STUDY TEXT Block Start
In 1935, the Australian government even had the evidence from the experiences of one of its own citizens, the 75-year-old Reverend J.N. Mackenzie, a missionary who had spent 25 years caring for Korean lepers.

Mackenzie’s crime consisted of owning a camera. He was arrested and tortured and only survived because he was so highly regarded by the Japanese government and the Government-General of Korea. To save face, Mackenzie was convinced to admit he was an international spy, so that he could be handed over to the civil authorities for trial. He was fined 25 yen and released.

On this occasion, the British and Australian governments were warned by the British Consul that the Japanese “gendarmerie [the other title of the Kempeitai] is unfortunately independent of the civil government and is … very much a law unto itself”. The files in Canberra and Melbourne contain all of this evidence.

By 1940, the Kempeitai held the right to arrest, torture and punish all foreign spies, excepting Americans, who were under the protection of the Japanese Foreign Minister. British spies were fair game, as General Tojo made clear.

James Melville Cox died when, according to the Japanese, he threw himself through a small fourth-floor window while eluding the two guards who always escorted prisoners. Another British agent, Vanya Ringer, was told that he would be dealt with the same way if he did not tell the truth. Cox’s widow told Ringer that Cox’s body had more than twenty needle marks on it.

Yet, on October 11, 1940, Freame boarded the SS Tanda and sailed for Tokyo, where suspected spies were thrown out of fourth-floor windows.

The outcome was a given and, although we have no evidence to support Harriett Freame’s claims, Harry Freame arrived in Japan and started his duties as an interpreter and odd job man around the legation. The Kempeitai took action and he was garrotted on a Tokyo street on January 27, 1941.

The evidence for this claim is entirely circumstantial, as it always will be in intelligence matters. One of the bits of evidence that stands out in the files is a letter that Harriett Freame wrote to E.E. Longfield Lloyd on June 16, 1941. She tells Lloyd that Freame had been very worried by the press reporting on his posting to Tokyo and that he said he was being “shadowed here and there after those silly people of The Sun” printed the story.
STUDY TEXT Block End
→ **CHECK YOUR UNDERSTANDING**:
• A. Copy the account of Harry Freame word for word, starting at "The outcome was" and ending at "printed the story.".
• B. In the account of Harry Freame, on what date was Freame garrotted on a Tokyo street?
SUPPLIED ENTRIES Block Start
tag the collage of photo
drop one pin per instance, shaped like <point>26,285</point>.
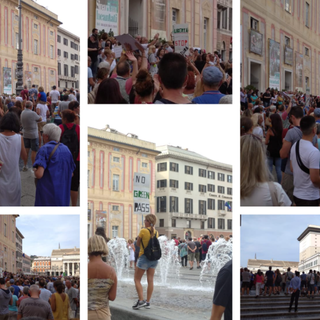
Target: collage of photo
<point>159,184</point>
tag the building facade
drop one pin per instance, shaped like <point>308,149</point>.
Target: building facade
<point>191,194</point>
<point>39,45</point>
<point>8,243</point>
<point>148,17</point>
<point>41,265</point>
<point>309,251</point>
<point>257,264</point>
<point>68,60</point>
<point>113,158</point>
<point>26,264</point>
<point>65,262</point>
<point>280,45</point>
<point>19,251</point>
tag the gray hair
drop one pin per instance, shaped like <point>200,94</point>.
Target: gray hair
<point>52,131</point>
<point>34,287</point>
<point>29,104</point>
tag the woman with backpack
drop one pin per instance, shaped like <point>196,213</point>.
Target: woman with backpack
<point>149,255</point>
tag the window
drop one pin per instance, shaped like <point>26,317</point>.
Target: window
<point>161,204</point>
<point>211,175</point>
<point>287,41</point>
<point>188,170</point>
<point>288,5</point>
<point>188,186</point>
<point>35,46</point>
<point>307,14</point>
<point>221,224</point>
<point>174,184</point>
<point>211,223</point>
<point>114,231</point>
<point>174,167</point>
<point>161,183</point>
<point>115,182</point>
<point>202,173</point>
<point>51,52</point>
<point>254,24</point>
<point>220,205</point>
<point>174,206</point>
<point>202,207</point>
<point>188,205</point>
<point>220,189</point>
<point>211,204</point>
<point>306,51</point>
<point>162,166</point>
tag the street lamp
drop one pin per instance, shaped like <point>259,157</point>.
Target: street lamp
<point>19,86</point>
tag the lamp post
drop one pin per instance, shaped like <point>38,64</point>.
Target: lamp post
<point>19,71</point>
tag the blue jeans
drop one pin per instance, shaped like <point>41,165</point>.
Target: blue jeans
<point>277,162</point>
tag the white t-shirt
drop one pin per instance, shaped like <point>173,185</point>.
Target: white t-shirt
<point>310,156</point>
<point>43,111</point>
<point>55,95</point>
<point>261,196</point>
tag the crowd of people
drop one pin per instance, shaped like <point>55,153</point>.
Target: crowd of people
<point>271,282</point>
<point>144,255</point>
<point>152,72</point>
<point>280,148</point>
<point>39,297</point>
<point>48,124</point>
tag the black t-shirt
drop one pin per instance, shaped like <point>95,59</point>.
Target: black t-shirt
<point>266,97</point>
<point>223,290</point>
<point>93,54</point>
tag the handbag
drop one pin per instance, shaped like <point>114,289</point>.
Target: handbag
<point>51,154</point>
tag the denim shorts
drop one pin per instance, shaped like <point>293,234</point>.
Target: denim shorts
<point>145,264</point>
<point>32,144</point>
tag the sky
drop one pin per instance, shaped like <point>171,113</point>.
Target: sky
<point>272,236</point>
<point>66,11</point>
<point>43,233</point>
<point>206,131</point>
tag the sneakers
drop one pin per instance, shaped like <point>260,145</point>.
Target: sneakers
<point>140,304</point>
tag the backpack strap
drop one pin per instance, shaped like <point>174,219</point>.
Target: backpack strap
<point>299,161</point>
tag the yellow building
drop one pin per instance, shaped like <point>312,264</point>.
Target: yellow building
<point>39,45</point>
<point>148,17</point>
<point>280,45</point>
<point>8,243</point>
<point>113,158</point>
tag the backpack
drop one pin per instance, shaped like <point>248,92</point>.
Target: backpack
<point>152,251</point>
<point>70,139</point>
<point>205,247</point>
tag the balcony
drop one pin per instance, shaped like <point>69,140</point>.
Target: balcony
<point>189,216</point>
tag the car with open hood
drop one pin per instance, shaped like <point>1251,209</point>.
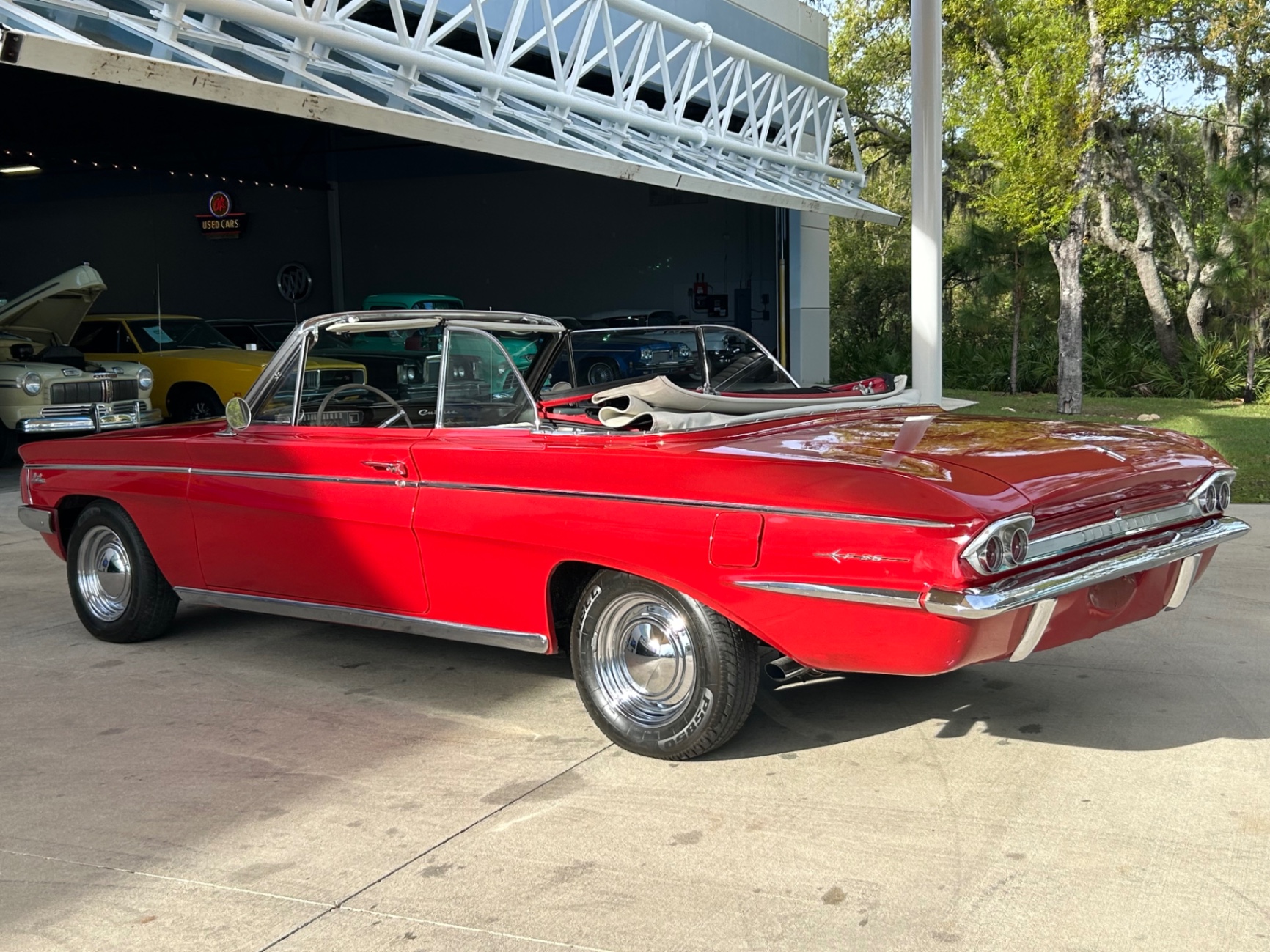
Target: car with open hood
<point>197,369</point>
<point>50,388</point>
<point>669,539</point>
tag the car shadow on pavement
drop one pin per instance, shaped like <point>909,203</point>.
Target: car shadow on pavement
<point>1079,701</point>
<point>1073,705</point>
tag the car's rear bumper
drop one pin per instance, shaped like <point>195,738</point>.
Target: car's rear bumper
<point>1046,584</point>
<point>933,631</point>
<point>98,419</point>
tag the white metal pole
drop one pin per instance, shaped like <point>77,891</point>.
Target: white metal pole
<point>928,291</point>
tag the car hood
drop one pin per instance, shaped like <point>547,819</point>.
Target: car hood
<point>1063,470</point>
<point>55,308</point>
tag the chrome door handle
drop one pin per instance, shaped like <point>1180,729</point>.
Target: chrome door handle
<point>397,468</point>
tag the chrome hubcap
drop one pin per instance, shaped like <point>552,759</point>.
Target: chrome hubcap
<point>104,574</point>
<point>644,659</point>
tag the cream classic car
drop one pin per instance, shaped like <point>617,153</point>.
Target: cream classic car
<point>48,388</point>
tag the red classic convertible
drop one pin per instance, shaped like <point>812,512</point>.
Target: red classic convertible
<point>663,532</point>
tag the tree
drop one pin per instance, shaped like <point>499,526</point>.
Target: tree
<point>1242,279</point>
<point>1223,48</point>
<point>1035,80</point>
<point>999,262</point>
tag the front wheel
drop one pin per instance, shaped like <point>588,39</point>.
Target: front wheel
<point>117,589</point>
<point>658,672</point>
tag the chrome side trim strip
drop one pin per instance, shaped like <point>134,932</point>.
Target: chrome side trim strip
<point>37,520</point>
<point>234,473</point>
<point>303,478</point>
<point>1051,582</point>
<point>1185,579</point>
<point>697,503</point>
<point>366,619</point>
<point>109,468</point>
<point>892,598</point>
<point>524,490</point>
<point>1037,624</point>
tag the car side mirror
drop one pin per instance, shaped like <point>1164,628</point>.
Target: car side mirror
<point>238,414</point>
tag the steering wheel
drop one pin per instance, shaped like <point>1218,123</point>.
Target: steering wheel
<point>400,410</point>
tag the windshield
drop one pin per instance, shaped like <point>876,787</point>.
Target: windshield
<point>609,357</point>
<point>177,333</point>
<point>711,358</point>
<point>738,364</point>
SUPPLIED ENTRIES Block End
→ **ANSWERS PER TASK**:
• A.
The outcome was a given and, although we have no evidence to support Harriett Freame’s claims, Harry Freame arrived in Japan and started his duties as an interpreter and odd job man around the legation. The Kempeitai took action and he was garrotted on a Tokyo street on January 27, 1941.

The evidence for this claim is entirely circumstantial, as it always will be in intelligence matters. One of the bits of evidence that stands out in the files is a letter that Harriett Freame wrote to E.E. Longfield Lloyd on June 16, 1941. She tells Lloyd that Freame had been very worried by the press reporting on his posting to Tokyo and that he said he was being “shadowed here and there after those silly people of The Sun” printed the story.

• B. January 27, 1941